**Assigned task:**
Below are some records. Return exactly the lines from the one containing "Where can you spot the broad" through the one containing "Where can you spot the marigold", both included, and only those.

Saved entries
........

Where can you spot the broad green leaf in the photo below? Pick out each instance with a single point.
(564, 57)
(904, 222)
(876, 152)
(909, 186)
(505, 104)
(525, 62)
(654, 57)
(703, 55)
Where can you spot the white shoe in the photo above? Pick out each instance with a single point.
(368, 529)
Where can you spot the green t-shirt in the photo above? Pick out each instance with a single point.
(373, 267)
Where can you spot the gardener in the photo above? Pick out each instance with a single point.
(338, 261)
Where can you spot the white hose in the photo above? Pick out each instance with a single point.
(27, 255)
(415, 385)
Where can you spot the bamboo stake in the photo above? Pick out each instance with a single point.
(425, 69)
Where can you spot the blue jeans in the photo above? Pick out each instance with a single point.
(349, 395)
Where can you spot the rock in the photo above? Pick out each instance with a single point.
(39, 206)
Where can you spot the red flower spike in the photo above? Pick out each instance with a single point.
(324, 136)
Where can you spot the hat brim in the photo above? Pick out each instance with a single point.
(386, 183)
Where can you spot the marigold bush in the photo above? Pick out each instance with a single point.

........

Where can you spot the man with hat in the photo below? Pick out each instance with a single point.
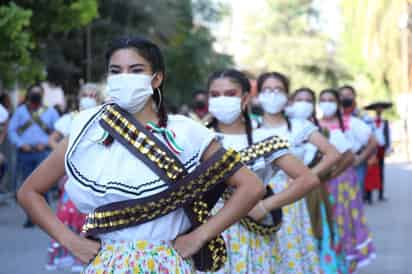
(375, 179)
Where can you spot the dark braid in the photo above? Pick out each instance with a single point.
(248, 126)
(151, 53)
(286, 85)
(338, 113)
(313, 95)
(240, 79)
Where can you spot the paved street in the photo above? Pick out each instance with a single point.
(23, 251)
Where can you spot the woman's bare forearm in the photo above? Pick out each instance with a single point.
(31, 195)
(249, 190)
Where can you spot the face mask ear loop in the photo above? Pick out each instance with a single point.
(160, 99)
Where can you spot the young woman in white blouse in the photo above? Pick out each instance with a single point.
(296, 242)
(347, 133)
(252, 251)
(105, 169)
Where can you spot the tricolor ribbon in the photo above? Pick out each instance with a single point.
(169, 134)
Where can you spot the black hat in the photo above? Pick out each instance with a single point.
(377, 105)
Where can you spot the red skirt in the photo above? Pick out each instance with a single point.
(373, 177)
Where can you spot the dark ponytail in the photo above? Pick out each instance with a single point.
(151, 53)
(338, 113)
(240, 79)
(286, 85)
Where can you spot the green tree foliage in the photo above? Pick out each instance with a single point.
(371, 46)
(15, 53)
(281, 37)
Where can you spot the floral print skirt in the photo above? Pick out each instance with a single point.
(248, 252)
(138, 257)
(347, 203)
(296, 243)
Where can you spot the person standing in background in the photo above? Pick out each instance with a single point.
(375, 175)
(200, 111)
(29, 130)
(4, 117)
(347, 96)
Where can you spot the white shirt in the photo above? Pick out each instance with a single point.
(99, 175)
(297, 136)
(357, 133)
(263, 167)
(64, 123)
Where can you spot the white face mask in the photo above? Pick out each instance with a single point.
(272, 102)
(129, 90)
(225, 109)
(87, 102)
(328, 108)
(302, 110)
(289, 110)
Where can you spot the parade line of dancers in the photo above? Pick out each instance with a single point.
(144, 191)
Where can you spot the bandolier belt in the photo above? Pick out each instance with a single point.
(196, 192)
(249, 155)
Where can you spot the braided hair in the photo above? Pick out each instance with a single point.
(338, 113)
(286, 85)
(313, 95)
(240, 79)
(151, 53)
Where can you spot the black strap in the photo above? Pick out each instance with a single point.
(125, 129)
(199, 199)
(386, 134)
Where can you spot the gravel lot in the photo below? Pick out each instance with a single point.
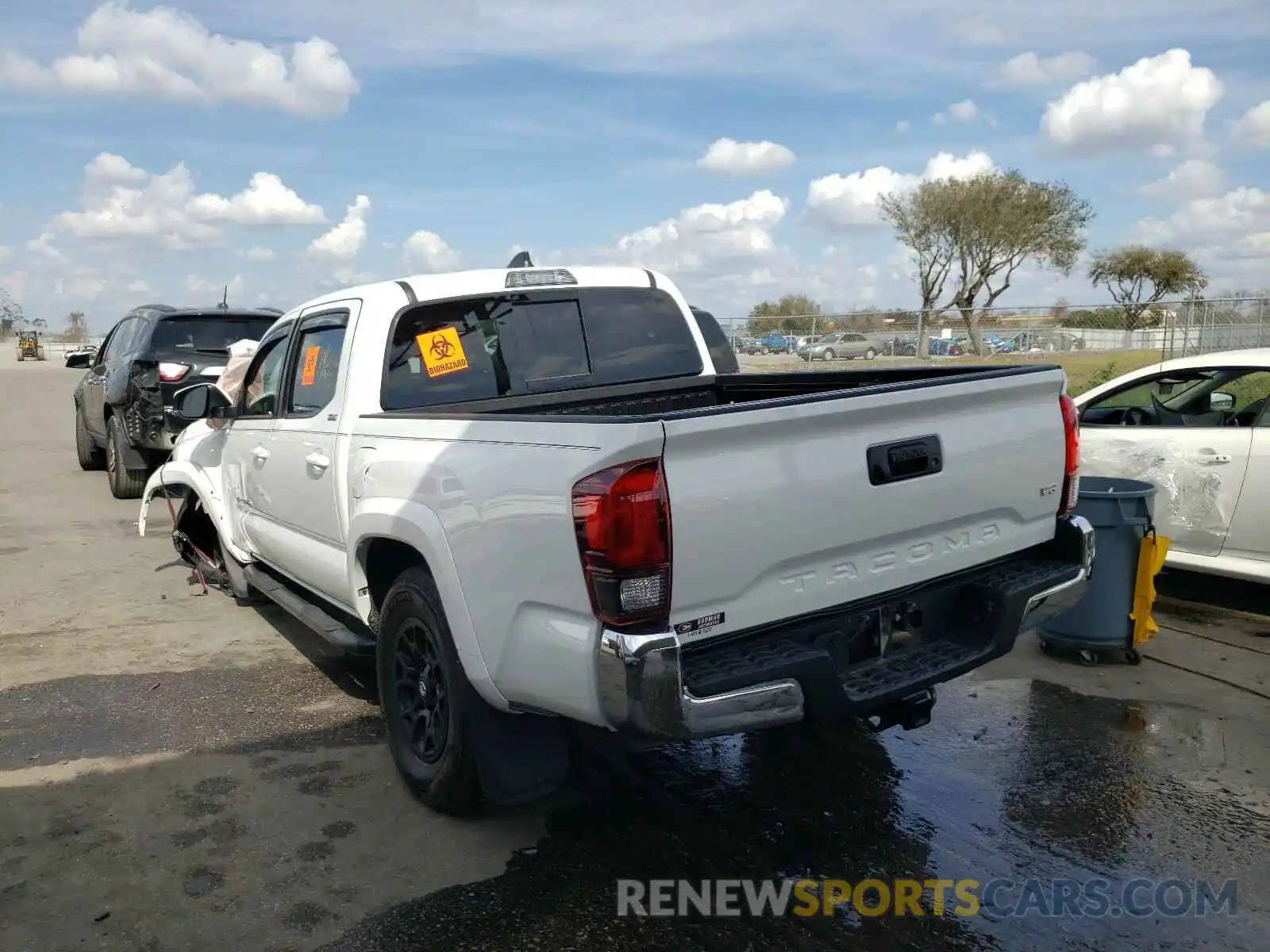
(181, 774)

........

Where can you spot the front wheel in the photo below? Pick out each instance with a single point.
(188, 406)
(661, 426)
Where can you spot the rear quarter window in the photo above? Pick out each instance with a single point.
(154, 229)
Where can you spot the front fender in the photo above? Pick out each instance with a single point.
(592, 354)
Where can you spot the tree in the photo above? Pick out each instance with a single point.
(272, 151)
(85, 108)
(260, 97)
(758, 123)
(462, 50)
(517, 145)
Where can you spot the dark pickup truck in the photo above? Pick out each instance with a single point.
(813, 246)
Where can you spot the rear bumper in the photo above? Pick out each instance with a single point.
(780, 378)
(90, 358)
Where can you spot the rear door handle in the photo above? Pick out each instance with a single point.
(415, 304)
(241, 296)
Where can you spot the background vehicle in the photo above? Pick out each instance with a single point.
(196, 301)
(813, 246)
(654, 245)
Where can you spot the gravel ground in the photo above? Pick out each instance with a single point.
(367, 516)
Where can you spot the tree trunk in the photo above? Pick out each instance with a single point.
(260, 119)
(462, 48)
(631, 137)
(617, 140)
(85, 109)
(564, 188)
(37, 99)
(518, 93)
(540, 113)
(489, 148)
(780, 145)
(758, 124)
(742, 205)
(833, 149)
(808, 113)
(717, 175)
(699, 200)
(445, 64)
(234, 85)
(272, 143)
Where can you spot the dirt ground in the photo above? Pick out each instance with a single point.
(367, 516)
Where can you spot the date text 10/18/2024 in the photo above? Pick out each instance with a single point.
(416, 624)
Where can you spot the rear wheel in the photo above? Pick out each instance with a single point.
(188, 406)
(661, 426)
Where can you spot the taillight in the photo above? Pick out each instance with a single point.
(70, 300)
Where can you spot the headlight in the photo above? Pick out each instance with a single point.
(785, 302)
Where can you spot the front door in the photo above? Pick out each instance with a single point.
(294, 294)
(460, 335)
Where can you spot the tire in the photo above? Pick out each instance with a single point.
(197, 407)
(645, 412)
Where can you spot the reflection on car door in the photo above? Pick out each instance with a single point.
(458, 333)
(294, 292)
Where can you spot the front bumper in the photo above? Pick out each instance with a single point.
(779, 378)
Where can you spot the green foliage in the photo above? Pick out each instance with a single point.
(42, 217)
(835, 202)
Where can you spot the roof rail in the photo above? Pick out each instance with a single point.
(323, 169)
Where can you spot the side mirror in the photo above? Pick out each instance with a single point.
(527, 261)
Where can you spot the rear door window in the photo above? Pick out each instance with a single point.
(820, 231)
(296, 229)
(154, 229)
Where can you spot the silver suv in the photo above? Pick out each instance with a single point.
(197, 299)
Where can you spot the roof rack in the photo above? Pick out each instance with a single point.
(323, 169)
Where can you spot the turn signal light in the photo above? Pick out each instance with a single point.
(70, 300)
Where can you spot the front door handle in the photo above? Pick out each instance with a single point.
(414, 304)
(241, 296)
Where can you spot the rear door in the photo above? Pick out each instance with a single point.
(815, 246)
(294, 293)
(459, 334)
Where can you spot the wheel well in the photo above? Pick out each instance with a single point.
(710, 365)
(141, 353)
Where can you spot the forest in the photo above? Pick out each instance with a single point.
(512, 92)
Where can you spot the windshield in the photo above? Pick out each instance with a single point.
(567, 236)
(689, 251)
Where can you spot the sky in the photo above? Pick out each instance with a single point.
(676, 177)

........

**Task solution:**
Where can you spot the broad green leaf in the photo below? Pick out each instance with a single point.
(564, 57)
(904, 222)
(876, 152)
(909, 186)
(505, 104)
(525, 62)
(654, 57)
(703, 55)
Where can you spot the white shoe in the photo above? Pick out each instance with a single point.
(368, 529)
Where can you spot the green t-shirt in the photo above? Pick out each instance with a single point.
(373, 267)
Where can you spot the gardener in the photo above? Pick out each instance with a single point.
(338, 261)
Where can you spot the white hose in the photo above? Pick out each instance with a single point.
(27, 255)
(415, 385)
Where can you spot the bamboo stake in the photo above? Pick out each instance with a single point.
(425, 69)
Where can you spot the blue jeans in the photo above? Pick out each instance with a single point.
(349, 395)
Where can you spot the rock in the photo above? Pick out each instance with a single point.
(39, 206)
Where can you spot the red flower spike in the photo above? Pick out each instance with a single point.
(324, 136)
Where can you spot the hat brim in the photo above? Pick out each instance with a single point.
(386, 183)
Where can you spot the marigold bush in the photo above? Pick out each instance with a single point.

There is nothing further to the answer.